Such refined tastes when it comes to tobacco, yet content to drink the Black & Mild of the beer world. This is common and expected amongst those of the general public. But to make a conscious decision to smoke premium cigars but not aim for the same quality in your beer, that I don't get. And some of these people enjoy quality scotch or other spirits but will happily settle for a can of PBR when it comes to beer, possibly not knowing that anything else exists. Now granted I know there are a good deal of folks on this site who love craft beer...more than you'd find in the general population...but I would've thought there would be even great numbers.

Maybe some folk are unaware that there is beer other than what you find at the local 7-11 or Food Lion....just as their are other cigars than what you see behind those same counters.

Granted there are legitimate reasons to drink these beers, and they have their place and time. Maybe that's what your Dad or Gramps drank and it's one of those "good enough for them..good enough for me" type of things. There are well over 50 different styles of beer, and yet the mass macro-lager that makes it to the local corner store all represent one style. 30 different brands...all the same beer. There are thousands of craft breweries in the USA producing some of the best beer around the world.
::::::
» **ACTIONS TO TAKE**
(a) Return the stretch of the beer excerpt from "Such refined tastes" through "even great numbers.", reproduced without alteration.
(b) Swap "curved stem" for "drooping stem" in the stretch of the records from their start through the line containing "result: one JSON", and give back only those lines with everything else unchanged.
The text above and the records that follow come from separate, unrelated sources.

» **RECORDS TO PROCESS**
::::::
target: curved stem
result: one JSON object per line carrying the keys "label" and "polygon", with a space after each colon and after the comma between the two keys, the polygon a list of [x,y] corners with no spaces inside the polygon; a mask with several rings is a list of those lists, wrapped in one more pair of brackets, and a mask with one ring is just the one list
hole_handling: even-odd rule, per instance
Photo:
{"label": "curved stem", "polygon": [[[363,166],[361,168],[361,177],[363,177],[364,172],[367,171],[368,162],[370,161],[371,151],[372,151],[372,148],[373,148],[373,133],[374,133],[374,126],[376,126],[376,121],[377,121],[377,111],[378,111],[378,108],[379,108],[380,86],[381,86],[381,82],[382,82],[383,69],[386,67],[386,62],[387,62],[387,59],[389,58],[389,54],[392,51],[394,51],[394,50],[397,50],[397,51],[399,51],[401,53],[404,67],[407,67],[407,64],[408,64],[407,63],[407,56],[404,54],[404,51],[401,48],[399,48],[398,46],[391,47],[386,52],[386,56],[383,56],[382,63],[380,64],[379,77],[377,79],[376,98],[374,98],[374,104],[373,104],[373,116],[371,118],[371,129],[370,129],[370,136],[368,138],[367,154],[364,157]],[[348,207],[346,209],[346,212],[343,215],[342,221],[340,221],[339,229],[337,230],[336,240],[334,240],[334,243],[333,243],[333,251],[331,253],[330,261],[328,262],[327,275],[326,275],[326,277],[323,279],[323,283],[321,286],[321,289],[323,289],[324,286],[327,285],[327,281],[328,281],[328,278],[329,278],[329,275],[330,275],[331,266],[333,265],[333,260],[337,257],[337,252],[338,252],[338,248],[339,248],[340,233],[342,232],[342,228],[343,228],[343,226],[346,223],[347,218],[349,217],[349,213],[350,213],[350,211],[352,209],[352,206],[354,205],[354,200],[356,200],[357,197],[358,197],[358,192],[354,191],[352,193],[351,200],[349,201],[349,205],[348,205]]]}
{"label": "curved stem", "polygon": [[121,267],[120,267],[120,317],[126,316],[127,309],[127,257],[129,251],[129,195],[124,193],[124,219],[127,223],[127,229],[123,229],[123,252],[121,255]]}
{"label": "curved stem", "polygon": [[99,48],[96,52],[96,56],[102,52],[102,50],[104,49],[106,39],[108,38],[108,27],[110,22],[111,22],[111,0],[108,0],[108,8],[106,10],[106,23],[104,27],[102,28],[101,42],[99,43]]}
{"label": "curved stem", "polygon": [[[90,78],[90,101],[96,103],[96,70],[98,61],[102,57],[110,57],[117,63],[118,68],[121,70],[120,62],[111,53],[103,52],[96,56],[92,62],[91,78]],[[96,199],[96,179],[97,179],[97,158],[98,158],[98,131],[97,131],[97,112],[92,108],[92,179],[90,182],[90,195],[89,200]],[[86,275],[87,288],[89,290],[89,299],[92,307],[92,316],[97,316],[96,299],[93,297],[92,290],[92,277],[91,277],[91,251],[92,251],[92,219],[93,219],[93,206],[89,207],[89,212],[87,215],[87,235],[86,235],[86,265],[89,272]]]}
::::::
» **ANSWERS BY TASK**
(a)
Such refined tastes when it comes to tobacco, yet content to drink the Black & Mild of the beer world. This is common and expected amongst those of the general public. But to make a conscious decision to smoke premium cigars but not aim for the same quality in your beer, that I don't get. And some of these people enjoy quality scotch or other spirits but will happily settle for a can of PBR when it comes to beer, possibly not knowing that anything else exists. Now granted I know there are a good deal of folks on this site who love craft beer...more than you'd find in the general population...but I would've thought there would be even great numbers.

(b)
target: drooping stem
result: one JSON object per line carrying the keys "label" and "polygon", with a space after each colon and after the comma between the two keys, the polygon a list of [x,y] corners with no spaces inside the polygon; a mask with several rings is a list of those lists, wrapped in one more pair of brackets, and a mask with one ring is just the one list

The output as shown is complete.